▶ **Task statement**: Convert every line of the entries below into a JSON list of strings, with one string per line and blank lines omitted.
* begin Data in this exercise *
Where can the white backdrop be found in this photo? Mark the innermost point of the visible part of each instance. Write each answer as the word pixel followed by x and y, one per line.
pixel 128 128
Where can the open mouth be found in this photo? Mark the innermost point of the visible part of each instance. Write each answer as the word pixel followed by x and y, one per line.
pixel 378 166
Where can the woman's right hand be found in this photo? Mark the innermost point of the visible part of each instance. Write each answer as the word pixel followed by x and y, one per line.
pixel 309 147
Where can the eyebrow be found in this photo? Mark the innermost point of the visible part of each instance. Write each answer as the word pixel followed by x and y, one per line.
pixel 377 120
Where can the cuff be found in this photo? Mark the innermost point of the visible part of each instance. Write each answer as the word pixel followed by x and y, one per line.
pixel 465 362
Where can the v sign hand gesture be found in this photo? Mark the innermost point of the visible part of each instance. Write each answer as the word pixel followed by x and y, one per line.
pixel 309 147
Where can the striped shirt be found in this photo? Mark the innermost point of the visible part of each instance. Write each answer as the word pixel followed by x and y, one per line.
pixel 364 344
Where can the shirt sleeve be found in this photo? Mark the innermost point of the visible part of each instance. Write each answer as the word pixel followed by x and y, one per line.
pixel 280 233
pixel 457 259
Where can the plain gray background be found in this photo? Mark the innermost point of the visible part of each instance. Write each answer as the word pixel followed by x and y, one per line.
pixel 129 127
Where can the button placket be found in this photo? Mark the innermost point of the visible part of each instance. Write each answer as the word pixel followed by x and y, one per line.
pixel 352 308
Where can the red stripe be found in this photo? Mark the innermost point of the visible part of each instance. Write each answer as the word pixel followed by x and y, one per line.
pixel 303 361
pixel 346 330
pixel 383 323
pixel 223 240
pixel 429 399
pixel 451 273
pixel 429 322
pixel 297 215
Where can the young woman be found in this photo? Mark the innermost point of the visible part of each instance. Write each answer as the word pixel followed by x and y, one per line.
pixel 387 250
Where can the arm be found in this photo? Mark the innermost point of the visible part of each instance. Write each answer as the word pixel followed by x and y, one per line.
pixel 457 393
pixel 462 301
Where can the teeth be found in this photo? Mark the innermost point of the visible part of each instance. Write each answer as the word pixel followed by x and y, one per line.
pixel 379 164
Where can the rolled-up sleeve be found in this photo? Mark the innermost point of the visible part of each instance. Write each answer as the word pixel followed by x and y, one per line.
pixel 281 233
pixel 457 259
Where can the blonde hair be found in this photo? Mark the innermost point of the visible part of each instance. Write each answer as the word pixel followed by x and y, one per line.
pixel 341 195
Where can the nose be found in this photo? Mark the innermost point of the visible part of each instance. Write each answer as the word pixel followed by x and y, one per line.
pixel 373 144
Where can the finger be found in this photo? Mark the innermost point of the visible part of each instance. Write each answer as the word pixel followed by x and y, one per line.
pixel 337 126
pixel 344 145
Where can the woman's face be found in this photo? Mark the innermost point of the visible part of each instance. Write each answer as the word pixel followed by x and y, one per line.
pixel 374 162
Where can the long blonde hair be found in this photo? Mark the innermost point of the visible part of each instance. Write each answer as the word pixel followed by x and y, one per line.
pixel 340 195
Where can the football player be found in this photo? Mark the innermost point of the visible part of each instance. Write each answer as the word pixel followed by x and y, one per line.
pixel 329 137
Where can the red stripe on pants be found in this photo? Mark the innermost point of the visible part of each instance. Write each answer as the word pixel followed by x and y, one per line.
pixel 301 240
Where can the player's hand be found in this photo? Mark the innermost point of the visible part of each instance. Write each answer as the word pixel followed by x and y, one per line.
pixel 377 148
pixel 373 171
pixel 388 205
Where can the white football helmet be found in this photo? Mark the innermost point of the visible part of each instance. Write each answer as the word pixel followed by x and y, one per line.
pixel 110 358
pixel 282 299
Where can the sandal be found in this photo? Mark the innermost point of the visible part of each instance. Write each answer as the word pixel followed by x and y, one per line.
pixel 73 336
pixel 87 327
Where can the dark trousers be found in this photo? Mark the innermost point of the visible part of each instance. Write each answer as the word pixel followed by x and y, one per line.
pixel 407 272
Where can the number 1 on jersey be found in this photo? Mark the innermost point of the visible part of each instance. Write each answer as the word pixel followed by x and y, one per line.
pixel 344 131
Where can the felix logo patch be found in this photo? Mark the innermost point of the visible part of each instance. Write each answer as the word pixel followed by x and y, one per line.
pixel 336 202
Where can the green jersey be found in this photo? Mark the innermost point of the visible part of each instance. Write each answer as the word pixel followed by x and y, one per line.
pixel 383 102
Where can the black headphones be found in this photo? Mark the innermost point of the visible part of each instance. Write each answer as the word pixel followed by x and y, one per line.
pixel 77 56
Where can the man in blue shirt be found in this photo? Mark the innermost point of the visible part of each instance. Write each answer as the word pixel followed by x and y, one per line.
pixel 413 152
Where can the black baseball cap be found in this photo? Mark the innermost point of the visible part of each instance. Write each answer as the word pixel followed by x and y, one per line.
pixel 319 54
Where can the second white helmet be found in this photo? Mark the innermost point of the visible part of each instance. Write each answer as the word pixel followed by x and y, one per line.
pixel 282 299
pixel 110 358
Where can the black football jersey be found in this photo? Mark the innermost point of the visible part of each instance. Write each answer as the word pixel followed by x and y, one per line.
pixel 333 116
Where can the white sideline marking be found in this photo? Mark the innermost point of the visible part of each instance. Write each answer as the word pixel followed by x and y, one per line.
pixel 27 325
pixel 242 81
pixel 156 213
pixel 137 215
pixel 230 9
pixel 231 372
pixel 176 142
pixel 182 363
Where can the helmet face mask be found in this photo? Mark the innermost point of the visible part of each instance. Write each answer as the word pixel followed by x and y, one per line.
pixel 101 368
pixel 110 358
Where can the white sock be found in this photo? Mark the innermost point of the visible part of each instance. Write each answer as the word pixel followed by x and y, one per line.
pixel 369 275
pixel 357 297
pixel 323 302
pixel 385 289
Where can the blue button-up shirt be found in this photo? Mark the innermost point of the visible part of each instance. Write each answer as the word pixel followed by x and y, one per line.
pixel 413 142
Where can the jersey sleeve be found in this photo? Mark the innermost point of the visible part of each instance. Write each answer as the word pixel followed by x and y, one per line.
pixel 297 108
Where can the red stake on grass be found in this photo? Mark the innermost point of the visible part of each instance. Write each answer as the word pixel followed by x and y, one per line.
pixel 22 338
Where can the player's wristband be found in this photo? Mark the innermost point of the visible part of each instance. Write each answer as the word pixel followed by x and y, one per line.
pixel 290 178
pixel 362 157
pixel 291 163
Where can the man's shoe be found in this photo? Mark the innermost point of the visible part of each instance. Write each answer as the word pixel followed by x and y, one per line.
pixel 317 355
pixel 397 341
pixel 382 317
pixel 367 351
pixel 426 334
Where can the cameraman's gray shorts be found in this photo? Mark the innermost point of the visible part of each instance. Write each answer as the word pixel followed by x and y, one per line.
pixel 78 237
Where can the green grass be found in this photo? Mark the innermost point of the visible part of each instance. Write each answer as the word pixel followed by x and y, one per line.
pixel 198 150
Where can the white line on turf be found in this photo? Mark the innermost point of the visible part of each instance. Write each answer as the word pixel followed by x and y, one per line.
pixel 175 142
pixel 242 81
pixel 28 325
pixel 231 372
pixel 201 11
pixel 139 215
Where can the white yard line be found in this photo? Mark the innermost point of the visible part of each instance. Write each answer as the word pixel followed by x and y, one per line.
* end Data in this exercise *
▶ **Exercise output**:
[
  "Where can the white backdrop be found in this photo? Mark the innermost point of the visible part of each instance. Write each answer as the word pixel followed by x and y, one per line.",
  "pixel 128 128",
  "Where can the open mouth be found in this photo? Mark the innermost point of the visible part of each instance. Write each answer as the word pixel followed by x and y, one per line.",
  "pixel 378 166",
  "Where can the woman's right hand be found in this photo? Mark the innermost point of the visible part of each instance. Write each answer as the word pixel followed by x and y, one per line.",
  "pixel 309 147",
  "Where can the eyebrow be found in this photo? Mark the innermost point of the visible part of each instance. Write each answer as the word pixel followed by x and y, one per line.",
  "pixel 377 120",
  "Where can the cuff be found in this photo? Mark the innermost point of the visible part of each instance. Write each answer as the word pixel followed by x and y, one per line.",
  "pixel 465 362",
  "Where can the v sign hand gesture be found in this photo? Mark the innermost point of the visible part of each instance. Write each answer as the word pixel followed by x and y, one per line.",
  "pixel 309 147",
  "Where can the striped shirt be found in this photo? Mark the innermost point of the visible part of each instance. Write each answer as the word pixel followed by x and y, one per line.",
  "pixel 364 344",
  "Where can the shirt sleeve be found in this photo? Mark the innermost point of the visible part of each instance. Write each answer as the word pixel followed by x and y, one per line.",
  "pixel 280 233",
  "pixel 457 259",
  "Where can the plain gray background be found in this photo? Mark the innermost point of the visible part of each instance. Write each answer as the word pixel followed by x and y, one per line.",
  "pixel 129 127",
  "Where can the button placket be found in this photo? Mark the innermost point of the visible part of each instance. Write each answer as the word pixel followed by x and y, one per line.",
  "pixel 352 308",
  "Where can the red stripe be found in this photo? Mark the innermost point of the visible part of each instance. Write each answer as the word pixel followed by x and y, one per line.",
  "pixel 303 361",
  "pixel 346 330",
  "pixel 383 323",
  "pixel 223 240",
  "pixel 429 399",
  "pixel 451 273",
  "pixel 429 322",
  "pixel 297 215",
  "Where can the young woman be found in this photo? Mark the innermost point of the visible part of each instance. Write each answer as the word pixel followed by x and y, one per line.",
  "pixel 387 250",
  "Where can the arm be found in this photo? Mark the innermost point of the visible part of each instance. Write each answer as the word pixel followed by x and y, one per line.",
  "pixel 457 393",
  "pixel 462 301",
  "Where can the teeth be found in this photo? Mark the innermost point of the visible part of each instance. Write each answer as the word pixel followed by x and y, one per line.",
  "pixel 379 164",
  "Where can the rolled-up sleeve be found in this photo? Mark the innermost point of the visible part of each instance. Write each answer as the word pixel followed by x and y, one per line.",
  "pixel 281 233",
  "pixel 457 259",
  "Where can the blonde hair be found in this photo? Mark the innermost point of the visible part of each instance. Write each answer as the word pixel followed by x and y, one per line.",
  "pixel 341 195",
  "Where can the nose be found in this photo? Mark the innermost point of the visible part of each instance. Write each answer as the word pixel followed by x and y, one per line.",
  "pixel 373 144",
  "Where can the finger be found in this photo? Mark the innermost point of the visible part of each instance. Write each answer as the word pixel followed by x and y, one per line.",
  "pixel 337 126",
  "pixel 344 145",
  "Where can the woman's face be found in this photo? Mark the innermost point of the visible part of each instance. Write each answer as the word pixel followed by x and y, one per line.",
  "pixel 374 162",
  "Where can the long blonde hair be found in this photo? Mark the innermost point of the visible part of each instance. Write each answer as the word pixel followed by x and y, one per line.",
  "pixel 340 195",
  "Where can the football player be found in this photo? Mark the innermost point of the visible part of each instance. Write each answer as the word pixel followed by x and y, one per line.",
  "pixel 329 137",
  "Where can the red stripe on pants be found in this photo? Mark the innermost point of the visible part of each instance. Write each answer as the word pixel followed by x and y, one per line.",
  "pixel 301 240",
  "Where can the player's hand be found in this photo? Mark the innermost point of the visible part of each instance. Write each answer as the word pixel followed by x and y, one per line.",
  "pixel 377 148",
  "pixel 373 171",
  "pixel 388 205",
  "Where can the white football helmet be found in this photo? Mark the innermost point of the visible part of each instance. Write each answer as the word pixel followed by x and y, one per line.",
  "pixel 110 358",
  "pixel 282 299",
  "Where can the sandal be found in this photo? Mark the innermost point of the visible part of each instance. Write each answer as the word pixel followed by x and y, one per line.",
  "pixel 73 336",
  "pixel 87 327",
  "Where can the dark trousers be found in this photo? Mark the innermost point of the visible part of each instance. Write each answer as the word pixel followed by x and y, one per line.",
  "pixel 407 272",
  "Where can the number 1 on jersey be found in this photo? Mark the innermost point of the visible part of each instance. Write each answer as the word pixel followed by x and y, one per line.",
  "pixel 344 131",
  "Where can the felix logo patch be found in this photo? Mark the innermost point of the visible part of each instance. Write each answer as the word pixel followed by x and y, one per line.",
  "pixel 336 202",
  "Where can the green jersey be found in this photo? Mark the innermost point of the visible part of each instance. Write each answer as the word pixel followed by x and y, one per line.",
  "pixel 383 102",
  "Where can the black headphones be found in this photo? Mark the innermost point of the visible part of each instance. Write each answer as the word pixel followed by x and y, one per line.",
  "pixel 77 56",
  "Where can the man in blue shirt be found in this photo? Mark the innermost point of the visible part of each instance. Write each answer as the word pixel followed by x and y, one per line.",
  "pixel 413 152",
  "Where can the black baseball cap be found in this photo? Mark the innermost point of the visible part of each instance. Write each answer as the word pixel followed by x and y, one per line.",
  "pixel 319 54",
  "Where can the second white helmet be found in this photo? Mark the innermost point of the visible part of each instance. Write each answer as the word pixel followed by x and y, one per line.",
  "pixel 282 299",
  "pixel 110 358",
  "Where can the black football jersey be found in this photo? Mark the innermost point of the visible part of each instance. Write each answer as the word pixel followed by x and y, one per line.",
  "pixel 333 116",
  "Where can the white sideline marking be found in this photo? Mark the innermost point of the visible part of each instance. Write each answer as the word pixel followed by x and y, one per line.",
  "pixel 27 325",
  "pixel 242 81",
  "pixel 156 213",
  "pixel 137 215",
  "pixel 230 9",
  "pixel 231 372",
  "pixel 176 142",
  "pixel 182 363",
  "Where can the helmet face mask be found in this photo? Mark the innermost point of the visible part of each instance. Write each answer as the word pixel followed by x and y, one per line.",
  "pixel 101 368",
  "pixel 110 358",
  "Where can the white sock be found in this photo? Mark the innermost point of the visible part of each instance. Write each answer as the word pixel followed by x and y, one per line.",
  "pixel 369 275",
  "pixel 357 297",
  "pixel 323 302",
  "pixel 385 289",
  "Where can the blue button-up shirt be found in this photo? Mark the innermost point of the visible part of each instance. Write each answer as the word pixel followed by x and y, one per line.",
  "pixel 413 142",
  "Where can the jersey sleeve be found in this photo? Mark the innermost point of the visible part of each instance. Write each answer as the word pixel followed by x and y, one per line.",
  "pixel 297 108",
  "Where can the red stake on grass be found in this photo? Mark the innermost point of the visible part of each instance. Write each answer as the word pixel followed by x and y, one per line.",
  "pixel 22 338",
  "Where can the player's wristband be found in this photo? Mark the innermost point of the visible part of each instance. Write each answer as the word pixel followed by x and y, one per line.",
  "pixel 290 178",
  "pixel 362 157",
  "pixel 291 163",
  "Where can the man's shoe be found in this photo? Mark the innermost point of the visible part of each instance. Write each answer as the word pixel followed by x and y, one per line.",
  "pixel 317 355",
  "pixel 397 341",
  "pixel 382 317",
  "pixel 367 351",
  "pixel 426 334",
  "Where can the cameraman's gray shorts be found in this photo? Mark the innermost point of the visible part of each instance. Write each answer as the word pixel followed by x and y, one per line.",
  "pixel 78 237",
  "Where can the green grass be found in this photo? Mark the innermost point of the visible part of each instance. Write each answer as the word pixel followed by x and y, one per line.",
  "pixel 198 150",
  "Where can the white line on turf be found in this photo? Mark the innermost point of the visible part of each instance. Write each answer as the word pixel followed by x and y, one per line.",
  "pixel 175 142",
  "pixel 242 81",
  "pixel 28 325",
  "pixel 231 372",
  "pixel 201 11",
  "pixel 139 215",
  "Where can the white yard line be found in this photo? Mark the innermost point of the visible part of each instance. Write each answer as the word pixel followed by x and y, one per line."
]